Update the records below by replacing every "Guideline" with "Instruction", then reproduce them in full with nothing else changed.

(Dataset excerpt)
+ + + + +
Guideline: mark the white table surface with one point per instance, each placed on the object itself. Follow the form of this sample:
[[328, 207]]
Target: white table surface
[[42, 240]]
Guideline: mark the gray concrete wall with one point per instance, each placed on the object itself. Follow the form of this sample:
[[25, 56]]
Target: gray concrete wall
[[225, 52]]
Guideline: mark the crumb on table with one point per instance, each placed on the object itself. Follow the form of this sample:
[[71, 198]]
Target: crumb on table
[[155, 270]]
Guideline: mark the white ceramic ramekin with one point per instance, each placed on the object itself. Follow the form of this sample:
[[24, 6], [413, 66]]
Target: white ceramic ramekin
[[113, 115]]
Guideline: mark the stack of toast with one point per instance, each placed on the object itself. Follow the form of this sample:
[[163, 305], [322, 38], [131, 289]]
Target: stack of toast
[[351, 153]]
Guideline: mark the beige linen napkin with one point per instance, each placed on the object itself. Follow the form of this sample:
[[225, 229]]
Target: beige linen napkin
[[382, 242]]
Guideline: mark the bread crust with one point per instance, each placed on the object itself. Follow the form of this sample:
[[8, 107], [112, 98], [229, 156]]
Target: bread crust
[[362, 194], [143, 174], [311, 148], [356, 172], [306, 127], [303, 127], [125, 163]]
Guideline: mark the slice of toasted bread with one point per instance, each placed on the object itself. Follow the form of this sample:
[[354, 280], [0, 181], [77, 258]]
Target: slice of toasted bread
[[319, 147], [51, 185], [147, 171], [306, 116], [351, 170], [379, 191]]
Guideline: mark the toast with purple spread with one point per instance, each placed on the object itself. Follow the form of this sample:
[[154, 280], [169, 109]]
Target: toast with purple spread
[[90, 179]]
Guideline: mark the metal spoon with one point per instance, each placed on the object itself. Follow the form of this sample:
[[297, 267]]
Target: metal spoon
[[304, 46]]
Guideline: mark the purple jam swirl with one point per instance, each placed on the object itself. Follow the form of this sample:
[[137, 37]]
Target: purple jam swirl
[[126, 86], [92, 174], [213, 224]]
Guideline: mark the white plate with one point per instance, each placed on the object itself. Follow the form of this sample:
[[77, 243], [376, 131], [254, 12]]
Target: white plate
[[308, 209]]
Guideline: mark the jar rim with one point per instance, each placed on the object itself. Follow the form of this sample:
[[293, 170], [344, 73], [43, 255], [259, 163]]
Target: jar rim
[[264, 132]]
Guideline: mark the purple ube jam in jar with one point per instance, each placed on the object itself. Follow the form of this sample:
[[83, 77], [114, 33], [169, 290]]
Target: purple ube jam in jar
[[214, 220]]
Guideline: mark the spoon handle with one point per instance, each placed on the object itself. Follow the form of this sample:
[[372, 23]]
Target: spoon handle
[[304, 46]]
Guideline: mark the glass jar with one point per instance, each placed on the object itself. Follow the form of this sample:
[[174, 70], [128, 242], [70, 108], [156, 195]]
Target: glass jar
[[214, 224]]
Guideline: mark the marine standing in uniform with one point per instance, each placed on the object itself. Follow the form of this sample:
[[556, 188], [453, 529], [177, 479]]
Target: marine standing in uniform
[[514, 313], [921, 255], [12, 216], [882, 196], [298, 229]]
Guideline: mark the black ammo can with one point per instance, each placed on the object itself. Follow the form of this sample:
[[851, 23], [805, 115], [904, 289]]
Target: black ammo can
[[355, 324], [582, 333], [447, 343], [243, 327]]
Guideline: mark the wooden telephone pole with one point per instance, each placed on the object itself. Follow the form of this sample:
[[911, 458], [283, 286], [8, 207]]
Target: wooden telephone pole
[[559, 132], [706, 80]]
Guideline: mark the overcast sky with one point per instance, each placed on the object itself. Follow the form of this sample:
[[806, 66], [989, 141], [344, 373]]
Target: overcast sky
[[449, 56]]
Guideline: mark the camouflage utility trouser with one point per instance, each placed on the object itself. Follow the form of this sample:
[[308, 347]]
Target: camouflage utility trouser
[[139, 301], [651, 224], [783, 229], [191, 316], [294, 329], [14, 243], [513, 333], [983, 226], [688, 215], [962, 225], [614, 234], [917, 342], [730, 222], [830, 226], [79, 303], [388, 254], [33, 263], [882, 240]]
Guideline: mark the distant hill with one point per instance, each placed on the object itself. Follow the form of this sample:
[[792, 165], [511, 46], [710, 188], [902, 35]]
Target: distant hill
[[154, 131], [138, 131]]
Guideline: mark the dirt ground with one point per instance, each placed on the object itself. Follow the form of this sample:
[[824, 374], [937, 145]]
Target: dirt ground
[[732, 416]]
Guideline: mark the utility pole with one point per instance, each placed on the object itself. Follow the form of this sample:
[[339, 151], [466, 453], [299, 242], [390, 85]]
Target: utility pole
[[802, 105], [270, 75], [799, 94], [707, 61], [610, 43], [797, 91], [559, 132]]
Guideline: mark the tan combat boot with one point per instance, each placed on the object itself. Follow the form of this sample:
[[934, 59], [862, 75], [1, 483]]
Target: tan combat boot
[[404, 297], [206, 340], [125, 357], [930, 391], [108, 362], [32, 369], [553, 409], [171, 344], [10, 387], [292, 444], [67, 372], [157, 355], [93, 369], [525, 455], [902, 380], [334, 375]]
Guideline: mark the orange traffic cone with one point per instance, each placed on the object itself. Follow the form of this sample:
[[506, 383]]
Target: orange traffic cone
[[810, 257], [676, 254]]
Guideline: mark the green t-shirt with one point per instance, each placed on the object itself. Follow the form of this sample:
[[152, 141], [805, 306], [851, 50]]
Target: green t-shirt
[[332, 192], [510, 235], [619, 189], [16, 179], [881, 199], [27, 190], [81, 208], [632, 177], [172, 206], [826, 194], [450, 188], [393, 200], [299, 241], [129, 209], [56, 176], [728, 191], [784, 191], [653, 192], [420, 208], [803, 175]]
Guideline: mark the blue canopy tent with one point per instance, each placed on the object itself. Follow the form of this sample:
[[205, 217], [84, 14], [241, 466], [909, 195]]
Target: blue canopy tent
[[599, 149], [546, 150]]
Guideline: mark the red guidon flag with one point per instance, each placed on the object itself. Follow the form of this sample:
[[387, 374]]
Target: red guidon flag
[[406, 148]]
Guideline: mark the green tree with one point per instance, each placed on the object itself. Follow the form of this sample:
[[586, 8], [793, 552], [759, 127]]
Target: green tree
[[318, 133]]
+ + + + +
**WRITTEN RESPONSE:**
Instruction: mark the white table surface with one point per instance, each placed on the object itself. Follow the form of this sample:
[[328, 207]]
Target: white table surface
[[42, 240]]
Instruction: mark the gray concrete wall with one point per instance, each placed on the object itself. Follow the form of this sample:
[[25, 56]]
Target: gray concrete wall
[[225, 52]]
Instruction: mark the crumb on table with one point per instance, each placed on the object itself. Follow the form of this sample:
[[71, 198]]
Target: crumb on table
[[155, 270]]
Instruction: mark the white ceramic ramekin with one point per instance, each placed on the object itself. Follow the form of this sample:
[[24, 6], [413, 66]]
Target: white ceramic ramekin
[[113, 115]]
Instruction: mark the stack of toast with one point per instance, each placed on the object itself. Follow the form of this sample:
[[163, 305], [322, 38], [131, 289]]
Target: stack of toast
[[351, 153]]
Instruction: mark the beige linen napkin with one point per instance, each placed on the object itself. Follow the form of this sample:
[[225, 229]]
Target: beige linen napkin
[[382, 242]]
Instruction: mark the bread crust with one point per instance, each placed on the object itself. Follow the form of this sample:
[[8, 107], [112, 98], [229, 156]]
Target: bread crust
[[362, 194], [143, 174], [311, 148], [356, 172], [306, 127], [303, 127], [125, 163]]
Instruction: mark the slice of toasted bread with one point per instance, each placed on the object itself. Follow the form of this sample:
[[354, 280], [0, 181], [77, 258]]
Target: slice of toasted bread
[[319, 147], [51, 185], [147, 171], [306, 116], [351, 170], [379, 191]]
Instruction: mark the toast with purple spread with one point per instance, each placed on the object itself. Follow the form of this sample:
[[154, 280], [169, 109]]
Target: toast with purple spread
[[90, 179]]
Instruction: mark the metal spoon with one point per instance, each placed on the object itself. Follow the form of this sample:
[[297, 267]]
Target: metal spoon
[[304, 46]]
Instruction: mark the purple jam swirl with one point per instance, each placed on the object itself. Follow the form of this sample:
[[137, 37]]
Target: purple jam swirl
[[126, 86], [92, 174], [213, 224]]
Instruction: mark the white plate with one point per instance, each placed on the object itself. Follow the form of this sample:
[[77, 243], [376, 131], [254, 12]]
Target: white plate
[[308, 209]]
Instruction: mark the jar rim with one point per instance, each placed on the object itself. Follow the form of this sample:
[[293, 170], [344, 73], [43, 255], [259, 163]]
Target: jar rim
[[264, 132]]
Instruction: mark the purple ube jam in jar with one point per instance, each placed on the object itself. Follow the form of this sample:
[[83, 77], [114, 33], [169, 290]]
Target: purple ube jam in jar
[[214, 220]]
Instruction: mark the spoon handle with one point per instance, each placed on the object itself. Follow the form of this sample:
[[372, 23]]
Target: spoon handle
[[304, 46]]
Instruction: mark the glass jar with one point per instance, each placed on the object itself. Follow the form of this sample:
[[174, 70], [128, 242], [70, 108], [156, 195]]
Target: glass jar
[[214, 224]]
Instruction: mark the marine standing in uniform with one point per instance, each placed on the object itself. Follow the form of this sample:
[[556, 188], [453, 529], [177, 479]]
Target: marine standing in uniform
[[514, 313], [921, 255], [12, 216], [882, 196], [298, 229]]
Instruction: mark the black ammo can with one point per instance, each placed on the object itself. Follow the form of this sample:
[[851, 23], [805, 115], [904, 289]]
Target: black ammo can
[[355, 324], [582, 333], [447, 343], [243, 327]]
Instruction: mark the wooden telephone pole with one point per instance, each placed on the object itself. Follow the form of this sample:
[[911, 458], [283, 286], [8, 207]]
Target: wooden telephone pole
[[559, 132], [706, 80]]
Instruction: mark the overcast sky with one point per instance, each placed on the object itself. Follow the form of this sample:
[[806, 66], [989, 141], [344, 373]]
Target: overcast sky
[[449, 56]]
Instruction: mark the camouflage utility trouser with one point per instance, each placed on the object itself. Follow the form of this sample:
[[308, 347]]
Target: camouflage utility trouser
[[139, 301], [651, 224], [783, 229], [191, 316], [294, 329], [14, 243], [513, 333], [983, 226], [688, 215], [962, 225], [614, 234], [917, 342], [730, 222], [830, 226], [79, 303], [388, 254], [33, 263], [882, 240]]
Instruction: mark the distant hill with one point per instance, each placed on the object itself. Follow the form of this sample:
[[792, 165], [511, 46], [710, 188], [902, 35]]
Target: distant hill
[[154, 131], [138, 131]]
Instruction: mark the dirt ground with one point per instance, each placed on the object itself. Follow the form of this sample:
[[824, 374], [937, 145]]
Target: dirt ground
[[732, 416]]
Instruction: mark the utility pole with one point per instance, each placed on the object itself. Follow the form of this sample:
[[339, 151], [466, 453], [299, 242], [390, 85]]
Target: utility pole
[[802, 105], [270, 75], [799, 94], [707, 61], [610, 43], [797, 91], [559, 132]]
Instruction: mark the tan combat boot with one point per instance, each placed on the object itself. Follow the form of this sample:
[[934, 59], [862, 75], [1, 483]]
Target: tan combat boot
[[404, 297], [206, 340], [125, 357], [930, 391], [108, 362], [32, 369], [553, 409], [171, 344], [10, 387], [292, 444], [67, 372], [157, 355], [93, 369], [525, 455], [902, 380], [334, 375]]
Instruction: mark the orange traffic cone with one point per instance, each placed on the object itself. Follow the form of this sample:
[[506, 383]]
Target: orange traffic cone
[[810, 257], [676, 254]]
Instruction: mark the green t-shirt with one point per instance, each placed on the object itself. Follow the form of this sample:
[[152, 141], [805, 306], [851, 50]]
Target: green t-shirt
[[332, 192], [510, 235], [619, 189], [16, 179], [881, 199], [27, 190], [81, 208], [632, 177], [172, 206], [826, 194], [450, 188], [393, 200], [299, 241], [129, 209], [56, 176], [728, 191], [784, 191], [653, 192], [420, 208], [803, 175]]
Instruction: mark the blue canopy tent with one point per instance, each placed on the object itself. Follow the form of this sample:
[[205, 217], [84, 14], [241, 466], [909, 195]]
Target: blue canopy tent
[[599, 149], [546, 150]]
Instruction: mark the red guidon flag with one point per instance, each placed on the object itself. Follow the form of this sample:
[[387, 374]]
Target: red guidon flag
[[406, 148]]
Instruction: mark the green tree with one point per instance, each placed on the object itself. Follow the form of this sample:
[[586, 8], [793, 552], [759, 127]]
Target: green tree
[[318, 133]]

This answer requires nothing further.